__REQUIRED ACTIONS__:
- a) According to the Bank of Korea report, at what level did the central bank keep its base rate?
- b) Write out part of the Bank of Korea report: begin at the words "The Bank of" and stop after "all analysts surveyed.".

[[ PASSAGE SHOWN open ]]

The Bank of Korea kept monetary policy unchanged, maintaining the base rate at the historic low of 0.5%, but the central bank said it was prepared act to support the economy and stabilize the inflation rate. The decision was reached unanimously, and was expected by all analysts surveyed.

  • A statement released by the BOK said: "The Board will continue to conduct monetary policy in order to support the economy and stabilize consumer price inflation at the target level over a medium-term horizon, while paying attention to financial stability."
  • It also said that as the recovery in the Korean economy is expected to be modest and inflationary pressures on the demand side are forecast to remain weak, the Board would "maintain its accommodative monetary policy stance."
  • "In this process the Board will thoroughly assess developments related to Covid-19 as well as the effects of the policy measures taken in response to the pandemic, while paying attention to changes in financial stability conditions such as fund flows to asset markets and household debt growth," the BOK said.
  • As for the economic climate, the BOK said: "The Korean economy has continued to recover modestly. Although private consumption has remained weak as social distancing has been prolonged, exports have sustained their buoyancy led by the IT sector and facilities investment has continued to recover."
  • But it warned that labor market conditions have remained weak, as the number of people employed declined sharply compared to the corresponding period last year.
  • "Going forward, the economy is likely to continue its recovery, led by exports and investment. However, uncertainties surrounding the pace of recovery are judged to remain elevated. GDP growth this year is projected to be around 3.0%, generally consistent with the November forecast," the BOK said.
  • The bank did upgrade inflation forecasts, citing the global economic recovery and higher energy prices.

[[ PASSAGE SHOWN closed ]]
[[ EXTRACTED MATERIAL open ]]

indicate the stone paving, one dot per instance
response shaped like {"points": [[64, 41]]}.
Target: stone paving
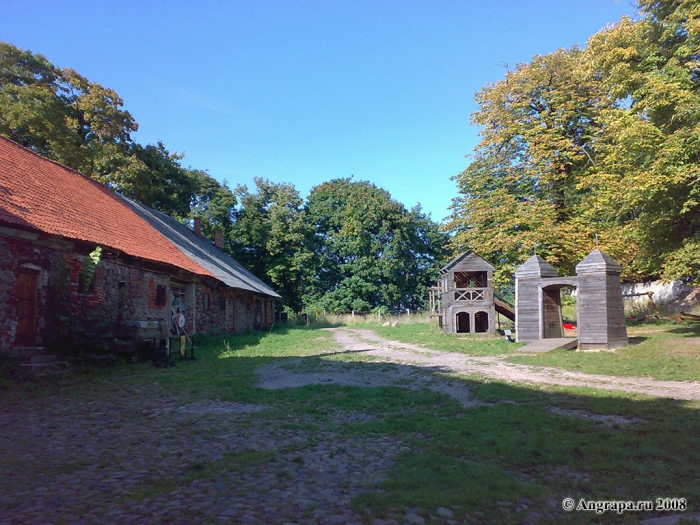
{"points": [[146, 457]]}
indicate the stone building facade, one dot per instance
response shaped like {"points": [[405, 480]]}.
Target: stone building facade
{"points": [[150, 267]]}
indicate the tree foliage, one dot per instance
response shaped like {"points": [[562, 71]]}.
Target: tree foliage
{"points": [[601, 141], [350, 246], [269, 237], [368, 250]]}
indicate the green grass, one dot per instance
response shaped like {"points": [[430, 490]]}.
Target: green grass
{"points": [[421, 334], [660, 350], [510, 449]]}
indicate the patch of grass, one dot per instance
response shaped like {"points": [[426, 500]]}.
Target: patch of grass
{"points": [[420, 334], [512, 449]]}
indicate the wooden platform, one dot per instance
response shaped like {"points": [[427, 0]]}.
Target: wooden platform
{"points": [[546, 345]]}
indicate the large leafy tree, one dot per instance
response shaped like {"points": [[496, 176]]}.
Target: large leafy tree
{"points": [[269, 236], [648, 178], [601, 141], [60, 114], [63, 116], [368, 250], [537, 142]]}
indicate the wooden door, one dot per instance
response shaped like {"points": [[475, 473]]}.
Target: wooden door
{"points": [[27, 299]]}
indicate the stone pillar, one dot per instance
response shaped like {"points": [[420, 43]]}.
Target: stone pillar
{"points": [[601, 314]]}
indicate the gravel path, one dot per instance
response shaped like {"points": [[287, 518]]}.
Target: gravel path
{"points": [[435, 361], [143, 458]]}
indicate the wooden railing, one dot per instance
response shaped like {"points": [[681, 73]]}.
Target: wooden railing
{"points": [[471, 294]]}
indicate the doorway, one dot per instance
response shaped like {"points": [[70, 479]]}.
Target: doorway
{"points": [[463, 325], [27, 302]]}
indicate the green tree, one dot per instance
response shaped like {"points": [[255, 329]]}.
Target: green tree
{"points": [[538, 140], [61, 115], [601, 141], [368, 250], [648, 176], [269, 237]]}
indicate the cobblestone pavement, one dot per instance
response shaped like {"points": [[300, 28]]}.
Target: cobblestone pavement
{"points": [[146, 457]]}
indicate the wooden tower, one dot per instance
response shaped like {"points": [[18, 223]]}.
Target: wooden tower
{"points": [[466, 295]]}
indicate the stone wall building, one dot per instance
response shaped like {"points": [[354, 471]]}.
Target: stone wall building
{"points": [[151, 267]]}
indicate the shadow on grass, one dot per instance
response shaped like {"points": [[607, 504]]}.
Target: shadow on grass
{"points": [[517, 448], [517, 444]]}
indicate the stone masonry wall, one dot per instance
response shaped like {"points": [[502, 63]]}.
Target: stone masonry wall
{"points": [[124, 290]]}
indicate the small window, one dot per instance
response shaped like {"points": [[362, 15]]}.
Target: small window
{"points": [[206, 301], [160, 295]]}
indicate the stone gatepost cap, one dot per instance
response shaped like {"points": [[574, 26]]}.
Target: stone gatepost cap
{"points": [[598, 262], [536, 266]]}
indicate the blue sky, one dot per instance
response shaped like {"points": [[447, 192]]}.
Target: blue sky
{"points": [[307, 91]]}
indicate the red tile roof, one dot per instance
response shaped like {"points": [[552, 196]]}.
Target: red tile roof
{"points": [[43, 195]]}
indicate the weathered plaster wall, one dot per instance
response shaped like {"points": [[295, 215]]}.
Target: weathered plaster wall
{"points": [[123, 289]]}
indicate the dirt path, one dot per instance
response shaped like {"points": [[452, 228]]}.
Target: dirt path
{"points": [[427, 361]]}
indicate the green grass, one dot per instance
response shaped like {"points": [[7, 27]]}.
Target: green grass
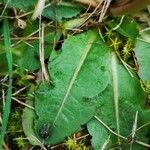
{"points": [[6, 110]]}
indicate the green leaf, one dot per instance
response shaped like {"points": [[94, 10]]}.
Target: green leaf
{"points": [[62, 10], [142, 53], [28, 121], [22, 4], [117, 108], [79, 74]]}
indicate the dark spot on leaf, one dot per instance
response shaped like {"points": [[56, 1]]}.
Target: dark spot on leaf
{"points": [[59, 43], [44, 131], [103, 68]]}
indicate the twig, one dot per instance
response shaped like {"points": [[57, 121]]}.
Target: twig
{"points": [[19, 91]]}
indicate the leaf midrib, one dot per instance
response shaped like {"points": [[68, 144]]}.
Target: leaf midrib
{"points": [[76, 72]]}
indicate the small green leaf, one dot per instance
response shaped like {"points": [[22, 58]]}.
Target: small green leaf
{"points": [[118, 105], [142, 53], [127, 28]]}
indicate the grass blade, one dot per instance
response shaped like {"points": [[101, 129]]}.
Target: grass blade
{"points": [[6, 110]]}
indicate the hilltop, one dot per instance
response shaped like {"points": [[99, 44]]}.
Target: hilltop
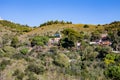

[[ EXTRACTED MATERIAL closed ]]

__TASK SOLUTIONS__:
- a) At 0.5%, its historic low.

- b)
The Bank of Korea kept monetary policy unchanged, maintaining the base rate at the historic low of 0.5%, but the central bank said it was prepared act to support the economy and stabilize the inflation rate. The decision was reached unanimously, and was expected by all analysts surveyed.